- [WHAT THE EXERCISE ASKS]: The records that follow are to be repeated without alteration.

- [MATERIAL FOR THIS TASK]:
┌──
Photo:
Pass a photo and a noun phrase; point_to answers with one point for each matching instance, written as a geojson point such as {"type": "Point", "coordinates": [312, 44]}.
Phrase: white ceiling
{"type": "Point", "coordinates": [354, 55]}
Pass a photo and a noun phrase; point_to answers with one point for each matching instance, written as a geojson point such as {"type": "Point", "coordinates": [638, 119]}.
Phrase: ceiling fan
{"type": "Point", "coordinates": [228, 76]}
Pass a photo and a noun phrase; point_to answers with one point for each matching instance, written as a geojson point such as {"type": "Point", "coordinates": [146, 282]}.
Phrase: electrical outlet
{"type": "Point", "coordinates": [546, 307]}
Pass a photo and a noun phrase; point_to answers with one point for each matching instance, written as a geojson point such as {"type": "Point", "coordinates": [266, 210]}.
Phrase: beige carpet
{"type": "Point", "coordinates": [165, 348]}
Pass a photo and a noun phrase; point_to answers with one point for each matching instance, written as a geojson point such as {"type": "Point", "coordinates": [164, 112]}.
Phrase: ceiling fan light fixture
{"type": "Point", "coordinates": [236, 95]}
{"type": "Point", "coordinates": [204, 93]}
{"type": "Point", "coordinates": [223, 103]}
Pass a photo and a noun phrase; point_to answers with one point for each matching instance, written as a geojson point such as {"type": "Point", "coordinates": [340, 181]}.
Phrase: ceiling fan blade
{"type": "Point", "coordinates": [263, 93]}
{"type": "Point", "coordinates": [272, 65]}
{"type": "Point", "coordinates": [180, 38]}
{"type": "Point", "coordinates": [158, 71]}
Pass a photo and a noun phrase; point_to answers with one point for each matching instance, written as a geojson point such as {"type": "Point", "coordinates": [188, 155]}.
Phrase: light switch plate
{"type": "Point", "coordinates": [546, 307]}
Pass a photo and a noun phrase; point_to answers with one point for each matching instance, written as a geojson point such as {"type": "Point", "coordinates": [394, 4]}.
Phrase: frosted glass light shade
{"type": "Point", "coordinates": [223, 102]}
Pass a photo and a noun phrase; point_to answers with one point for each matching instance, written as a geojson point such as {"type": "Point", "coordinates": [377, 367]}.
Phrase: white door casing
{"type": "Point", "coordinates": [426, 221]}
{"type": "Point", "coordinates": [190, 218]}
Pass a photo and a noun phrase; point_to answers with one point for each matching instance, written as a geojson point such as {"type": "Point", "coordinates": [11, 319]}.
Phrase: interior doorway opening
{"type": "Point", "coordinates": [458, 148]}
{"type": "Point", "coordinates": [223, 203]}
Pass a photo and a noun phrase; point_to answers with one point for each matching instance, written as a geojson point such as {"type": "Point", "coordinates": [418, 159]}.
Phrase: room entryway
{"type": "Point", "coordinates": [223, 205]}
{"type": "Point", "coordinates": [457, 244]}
└──
- [WRITTEN RESPONSE]:
Photo:
Pass a photo and a noun phrase; point_to answers with one point for each matching instance, written as a geojson point such as {"type": "Point", "coordinates": [312, 44]}.
Phrase: white ceiling
{"type": "Point", "coordinates": [354, 55]}
Pass a photo and a noun phrase; point_to answers with one point for each matching instance, written as a geojson point such as {"type": "Point", "coordinates": [638, 119]}.
Phrase: ceiling fan
{"type": "Point", "coordinates": [228, 76]}
Pass a photo and a noun phrase; point_to answers with one point for each matching instance, written as a geojson point such as {"type": "Point", "coordinates": [146, 282]}.
Phrase: electrical outlet
{"type": "Point", "coordinates": [546, 307]}
Pass a photo and a noun phrase; point_to answers with one point for each matching instance, written as a geojson point such as {"type": "Point", "coordinates": [266, 210]}.
Phrase: beige carpet
{"type": "Point", "coordinates": [165, 348]}
Pass a photo and a noun phrase; point_to answers with one point for each matching instance, written as a geojson point such as {"type": "Point", "coordinates": [164, 112]}.
Phrase: ceiling fan light fixture
{"type": "Point", "coordinates": [236, 95]}
{"type": "Point", "coordinates": [204, 93]}
{"type": "Point", "coordinates": [223, 103]}
Pass a photo and a noun phrase; point_to answers with one point for each matching instance, written as a geojson point such as {"type": "Point", "coordinates": [340, 181]}.
Phrase: ceiling fan blade
{"type": "Point", "coordinates": [263, 93]}
{"type": "Point", "coordinates": [272, 65]}
{"type": "Point", "coordinates": [180, 38]}
{"type": "Point", "coordinates": [158, 71]}
Pass a photo and a noun phrase; point_to answers with one point for each matching instance, written as a geojson point such as {"type": "Point", "coordinates": [188, 155]}.
Phrase: light switch plate
{"type": "Point", "coordinates": [546, 307]}
Pass a photo and a noun phrase; point_to answers with one point for each matching instance, written as a geojson point such as {"type": "Point", "coordinates": [394, 4]}.
Phrase: frosted glass light shade
{"type": "Point", "coordinates": [223, 102]}
Pass a photo and a noun phrase; point_to answers with one point for each matching instance, written as a geojson point such as {"type": "Point", "coordinates": [377, 367]}.
Phrase: white door casing
{"type": "Point", "coordinates": [426, 221]}
{"type": "Point", "coordinates": [190, 218]}
Pass a photo and a noun phrase; point_to answers with one point for each matching instance, written as a geojson point such as {"type": "Point", "coordinates": [11, 319]}.
Phrase: interior doorway opening
{"type": "Point", "coordinates": [458, 148]}
{"type": "Point", "coordinates": [223, 203]}
Pass a photo and a noun phrase; point_to answers with one point for each matching instance, written as a geojson point such as {"type": "Point", "coordinates": [418, 159]}.
Phrase: room entryway
{"type": "Point", "coordinates": [223, 205]}
{"type": "Point", "coordinates": [457, 244]}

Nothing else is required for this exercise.